__STATED GOAL A__: Express the listing as a numbered list with blank lines omitted, covering only the lines from the one containing "housing and record integer pixel coordinates." through the end of the listing, both included. Leave the pictures out of the answer.

══ EXCERPT ══

Fig. 4 Fraction of available palladium site (S₁(Pd)) and available oxygen site (S₂(O)) according to the multiscale model in the Pd/Al₂O₃ coated monolith at 1 (blue), 2 (red), 4 (yellow) and 10 (black) atm. If there is a free S₁(Pd) site next to a free S₂(O) site, a free Pd–O site pair is available. Methane dissociation occurs most easily on the free Pd–O site pair.

We recall that the model contains no description of support effects nor structural changes that may influence the active sites⁵³ and the overall methane conversion. Experimentally, such effects cannot be avoided. Further, the reactor model assumes an adiabatic vessel with heat radiation losses only from the reactor inlet and outlet whereas in the experiments, other heat losses are present as well. Hence, the heat losses in the simulations are most likely underestimated, which leads to an overestimation of the activity at conditions where the exothermic reaction heat is significant. In contrast to adiabatic simulations, isothermal simulations neglecting the evolved reaction heat and assuming a uniform temperature throughout the monolith showed a severely underestimated methane conversion, see ESI.† The two types of simulations, however, indicate that the experiments most likely are best described by an adiabatic model.

4 Conclusions

The study shows that the total oxidation of methane over a Pd/Al₂O₃ catalyst is affected by an increased total pressure of the system. In dry conditions and at fixed molar flows, increasing the total pressure results in a higher impingement rate and increased residence time, which have a positive effect on the methane conversion. However, the external mass transfer resistance is more pronounced at higher total pressures due to a linearly decreasing bulk gas diffusion with increasing total pressure. This explains the diminishing effect of increasing the total pressure between 4 and 10 atm. Hence, increasing the total pressure creates a trade-off between the positive effect of a longer residence time and the negative effect of a decreased bulk diffusion. Furthermore, the positive effect requires a sufficiently high fraction of available active sites and a sufficient temperature to sustain the reaction rate of methane oxidation. Here an increased apparent activation energy is observed with increasing total pressure (from 70 to 80 kJ mol⁻¹ at 1 and 10 atm, respectively) probably due to an increased product adsorption which results in adsorbed water, hydroxyl species and to some extent bicarbonates on the active site surface. The reaction order of the system decreases with increasing total pressure at low temperatures (350 °C) whereas at higher temperatures the opposite trend is observed since product adsorption is less frequent.

═══
══ RECORD EXTRACTS ══

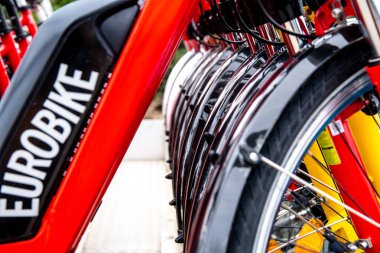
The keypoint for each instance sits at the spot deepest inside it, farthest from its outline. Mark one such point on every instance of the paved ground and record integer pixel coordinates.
(134, 216)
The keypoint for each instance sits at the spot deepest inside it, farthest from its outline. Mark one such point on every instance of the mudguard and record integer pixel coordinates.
(50, 102)
(257, 125)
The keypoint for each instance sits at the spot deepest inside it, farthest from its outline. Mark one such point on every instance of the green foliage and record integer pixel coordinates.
(59, 3)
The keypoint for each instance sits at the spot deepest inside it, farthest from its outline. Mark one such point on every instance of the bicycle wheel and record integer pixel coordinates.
(330, 89)
(292, 131)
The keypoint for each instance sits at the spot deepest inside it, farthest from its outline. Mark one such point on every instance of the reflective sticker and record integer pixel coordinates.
(336, 128)
(328, 148)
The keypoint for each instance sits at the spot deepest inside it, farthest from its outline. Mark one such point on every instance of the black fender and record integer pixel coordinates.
(255, 127)
(74, 52)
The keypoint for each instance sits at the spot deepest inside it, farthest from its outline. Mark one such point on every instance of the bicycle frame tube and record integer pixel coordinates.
(131, 88)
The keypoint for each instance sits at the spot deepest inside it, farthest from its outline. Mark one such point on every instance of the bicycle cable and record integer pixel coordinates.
(219, 12)
(220, 37)
(280, 27)
(252, 33)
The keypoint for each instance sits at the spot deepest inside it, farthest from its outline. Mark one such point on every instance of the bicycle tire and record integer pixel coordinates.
(330, 79)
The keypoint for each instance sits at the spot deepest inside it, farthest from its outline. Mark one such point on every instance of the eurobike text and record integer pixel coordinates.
(52, 125)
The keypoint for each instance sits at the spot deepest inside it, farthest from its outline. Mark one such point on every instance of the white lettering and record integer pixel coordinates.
(61, 111)
(59, 129)
(77, 79)
(24, 162)
(18, 210)
(43, 138)
(24, 193)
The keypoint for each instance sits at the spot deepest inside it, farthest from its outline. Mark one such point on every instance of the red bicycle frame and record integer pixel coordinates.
(125, 100)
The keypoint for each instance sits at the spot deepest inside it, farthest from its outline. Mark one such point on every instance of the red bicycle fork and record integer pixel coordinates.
(352, 179)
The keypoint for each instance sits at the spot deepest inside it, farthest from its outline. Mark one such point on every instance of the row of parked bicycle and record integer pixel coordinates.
(271, 122)
(19, 20)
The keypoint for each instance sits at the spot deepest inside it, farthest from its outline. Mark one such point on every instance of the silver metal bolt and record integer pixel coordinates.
(254, 157)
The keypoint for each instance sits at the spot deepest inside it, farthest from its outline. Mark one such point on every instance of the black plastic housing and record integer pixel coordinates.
(87, 37)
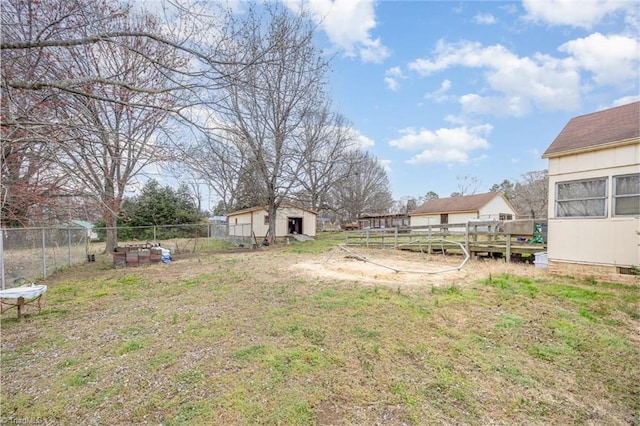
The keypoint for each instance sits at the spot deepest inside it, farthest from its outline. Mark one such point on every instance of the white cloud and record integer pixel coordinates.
(549, 83)
(440, 95)
(348, 25)
(613, 60)
(386, 164)
(626, 100)
(362, 141)
(445, 145)
(392, 77)
(485, 19)
(515, 106)
(574, 13)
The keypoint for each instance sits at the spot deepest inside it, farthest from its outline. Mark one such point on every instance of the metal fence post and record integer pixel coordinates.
(44, 254)
(2, 257)
(69, 246)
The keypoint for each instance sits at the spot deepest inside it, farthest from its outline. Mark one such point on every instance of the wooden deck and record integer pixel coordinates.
(480, 239)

═══

__STATED GOAL B__:
Answer these questions on the methane oxidation excerpt:
(i) At which total pressures does the figure caption report site fractions?
(ii) What apparent activation energies are given for 1 atm and 10 atm?
(iii) What did the isothermal simulations show for methane conversion?

__RIGHT ANSWER A__:
1. The keypoint for each instance sits at the spot deepest inside it, farthest from its outline. Mark one such point on every instance of the black plastic housing and record integer pixel coordinates.
2. (87, 37)
3. The keypoint for each instance sits at the spot deepest inside it, farthest from its outline. Mark one such point on every instance of the white cloud and record integer pixel coordinates.
4. (549, 83)
5. (440, 95)
6. (348, 25)
7. (613, 60)
8. (386, 164)
9. (626, 100)
10. (362, 141)
11. (445, 145)
12. (392, 77)
13. (485, 19)
14. (515, 106)
15. (574, 13)
16. The keypoint for each instance sits at the spot deepest inside it, farthest from its outline. Mark one such point on every instance of the metal fence post and record integer pixel coordinates.
17. (44, 254)
18. (2, 257)
19. (69, 246)
20. The keypoint for each instance sits at the spot deepest inside it, farthest from its outline. Mark one such point on every instance of the wooden deck and record integer pixel coordinates.
21. (480, 239)

__RIGHT ANSWER B__:
(i) 1, 2, 4 and 10 atm.
(ii) 70 kJ mol⁻¹ at 1 atm and 80 kJ mol⁻¹ at 10 atm.
(iii) A severely underestimated methane conversion.